→ **Tasks**:
[A] In the GaN article, what award did ROHM's EcoGaN receive?
[B] From the GaN article, write out the passage that begins at the words "GaN Device Development" and stops after "industry and society.".

→ **Text block**:
____________________

GaN paves the way to
carbon neutralityDeveloping next-generation
GaN power semiconductor devices

GaN Device Development Enters a New Stage

December 2023 - The awards ceremony for the ‘”Ultra’’ Manufacturing Components Award was held in Tokyo.

The award is sponsored by Monozukuri Nippon Kaigi and Nikkan Kogyo Shimbun. 2023 marks the 20th year of the award, targeting components and materials that contribute to enhancing the competitiveness of Japan’s manufacturing industry as well as the development of both industry and society.
ROHM's EcoGaN™, a GaN device that significantly contributes to greater application energy-savings and miniaturization, received the ‘Electrical/Electronic Component Award’, one of six product awards.

____________________

→ **Listed records**:

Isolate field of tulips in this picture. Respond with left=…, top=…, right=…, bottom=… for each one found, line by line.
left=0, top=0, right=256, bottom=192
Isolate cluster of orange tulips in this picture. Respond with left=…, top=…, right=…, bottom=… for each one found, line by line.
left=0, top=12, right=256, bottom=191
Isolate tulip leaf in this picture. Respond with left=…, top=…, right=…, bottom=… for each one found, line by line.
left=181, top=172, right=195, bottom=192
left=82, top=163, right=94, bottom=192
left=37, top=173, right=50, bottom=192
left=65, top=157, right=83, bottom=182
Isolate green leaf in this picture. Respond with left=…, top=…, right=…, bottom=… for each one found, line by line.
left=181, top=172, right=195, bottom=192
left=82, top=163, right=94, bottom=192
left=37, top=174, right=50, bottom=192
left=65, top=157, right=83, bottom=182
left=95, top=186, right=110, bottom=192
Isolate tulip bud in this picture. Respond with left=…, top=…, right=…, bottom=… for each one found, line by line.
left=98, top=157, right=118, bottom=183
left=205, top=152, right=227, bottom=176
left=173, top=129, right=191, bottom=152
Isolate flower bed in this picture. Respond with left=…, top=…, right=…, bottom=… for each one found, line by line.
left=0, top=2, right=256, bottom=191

____________________

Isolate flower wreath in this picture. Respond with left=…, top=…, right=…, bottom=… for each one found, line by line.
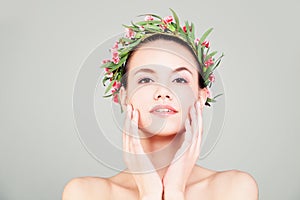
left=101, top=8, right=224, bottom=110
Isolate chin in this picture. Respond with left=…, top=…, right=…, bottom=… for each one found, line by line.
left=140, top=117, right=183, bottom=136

____________________

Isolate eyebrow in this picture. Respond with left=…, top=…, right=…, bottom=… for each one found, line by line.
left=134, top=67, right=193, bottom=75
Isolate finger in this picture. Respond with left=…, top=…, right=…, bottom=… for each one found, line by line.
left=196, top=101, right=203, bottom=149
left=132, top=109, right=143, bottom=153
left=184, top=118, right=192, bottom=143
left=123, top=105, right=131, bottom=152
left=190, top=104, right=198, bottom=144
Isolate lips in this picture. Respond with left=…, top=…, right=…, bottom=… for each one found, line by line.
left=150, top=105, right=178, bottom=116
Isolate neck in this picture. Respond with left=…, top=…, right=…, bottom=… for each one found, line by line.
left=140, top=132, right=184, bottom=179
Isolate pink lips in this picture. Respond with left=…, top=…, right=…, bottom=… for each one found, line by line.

____________________

→ **Solutions in order**:
[A] The 'Electrical/Electronic Component Award', one of six product awards.

[B]
GaN Device Development Enters a New Stage

December 2023 - The awards ceremony for the ‘”Ultra’’ Manufacturing Components Award was held in Tokyo.

The award is sponsored by Monozukuri Nippon Kaigi and Nikkan Kogyo Shimbun. 2023 marks the 20th year of the award, targeting components and materials that contribute to enhancing the competitiveness of Japan’s manufacturing industry as well as the development of both industry and society.